SDS 342: History of Data Science – Part 2

Podcast Guest: Kirill Eremenko

February 21, 2020

Welcome back to the FiveMinuteFriday episode of the SuperDataScience Podcast!

Today we’re continuing our series on the history of data science, looking at data science at the start of the 21st century.
Data science probably did not live up to the expectations of science fiction. I recently watched clips from 2001: Space Odyssey and the expectation was that, by 2001, we’d have fully sentient robots and artificial intelligence. Though we’re starting to get close now in 2020.
But, starting in 2001, we had influential people talking about data science becoming more of a science. The first call for the merger of data analysts and computer scientists happened as well as the argument for algorithmic models over statistic models. It’s fascinating to see where that started since modern data scientists use nothing but algorithmic models, for the most part. Two data science journals were launched as well.
The first data science research center was established in Shanghai in 2007. In 2008, DJ Patil was named the Chief Data Scientist of the United States. After that, multiple articles came out studying this career and what exactly it can and should be. What we truly see at the end of the early 2000s is the growth of interest in data science and a lot of hype being built around this growing position. The 2000s became the golden age of data science and we’ll explore more about what that means in the next episode. 
ITEMS MENTIONED IN THIS PODCAST:
DID YOU ENJOY THE PODCAST?
  • How does it feel to look back and see data science practices that are common today be first debated in the early 2000s?
  • Download The Transcript
  • Music Credit: Light by Krakn [NCS Release]

Podcast Transcript

This is FiveMinuteFriday, the History of Data Science, episode number 2 out of 5.

Welcome back to the SuperDataScience podcast, ladies and gentleman and everybody listening into this. Super excited to have you back here on the show.
Today, we’re continuing with our excurse into the history of data science. Last time, we looked at the origins of data science from 1950 to 1999. If you missed that episode, then check it out in the history of episodes for this podcast because today, we’re moving forward. In this episode, we’ll be looking at how data science continued to develop at the start of the 21st century, so between 2001 and 2010.
The first thing that we should point out is that data science probably didn’t live up to the expectations of science fiction. If you’ve seen 2001: A Space Odyssey, there’s this robot, HAL 9000. I personally haven’t seen the movie yet, but I’ve learned a bit about it on YouTube and now I’m very curious to see it.
For instance, if you haven’t seen it either, you can check out this short video, which has like over 2 million views. The video is called I’m Sorry, Dave. I’m Afraid I Can’t Do That. That’s HAL 9000, the AI in the movie, when he refuses to open the hatch door. So, yeah, very interesting.

··········

PROBLEMS AND TASKS
1. In the data science history page, condense the paragraph beginning "The first data science research center" into a short bulleted list that keeps its main facts.
2. Carry on the podcast transcript about the history of data science, starting right after its final sentence.
The records are not needed for any of this work.

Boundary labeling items
··········

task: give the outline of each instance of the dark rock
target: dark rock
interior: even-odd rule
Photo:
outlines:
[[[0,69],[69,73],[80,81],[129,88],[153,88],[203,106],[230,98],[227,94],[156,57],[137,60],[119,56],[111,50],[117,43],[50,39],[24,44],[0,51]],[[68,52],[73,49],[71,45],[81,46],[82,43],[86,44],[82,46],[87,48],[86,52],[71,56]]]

··········

ANSWERS TO EACH TASK
1.
- 2007: The first data science research center was established in Shanghai.
- 2008: DJ Patil was named Chief Data Scientist of the United States.
- Afterward, multiple articles studied the career and what it can and should be.
- By the end of the early 2000s, interest in data science was growing, along with a lot of hype around the position.
- The 2000s became the golden age of data science, a topic for the next episode.

2.
The expectations were that by 2001, we would have artificial intelligence which would be as sentient as humans. However, of course, we didn’t have them then and we don’t have them still, although recently I watched an interesting interview, we’ll link to it in the show notes, an interesting interview between Tony Robbins and Sophia. You know Sophia, the robot that got citizenship in Dubai a few years back? So, this is a new interview that… Well, an interview that Tony Robbins had with her recently and, yeah, very good responses. The robot, it feels like it’s actually having a conversation. So, if you haven’t seen that either, check it out. It’s pretty cool.
Anyway, at the start of the 2000s, we didn’t have AI, still don’t. But, instead, what we saw were some influential people talking about data science becoming more of a science.
First one notable of mentioning is an article by William Cleveland, who is a professor of computer science at Purdue University, known for his work in data visualization. He called for a new type of profession, a merger between data analysts and computer scientists, so kind of like bringing together the computer science… Taking computer science and not just having it as just programming and developing software, but actually bringing it into analytics more.
The second was a piece, well, basically some arguments from Leo Breiman. Leo Breiman, you may have not heard the name, but he was a statistician at Berkeley and he bridged the gap between statistics and computer science.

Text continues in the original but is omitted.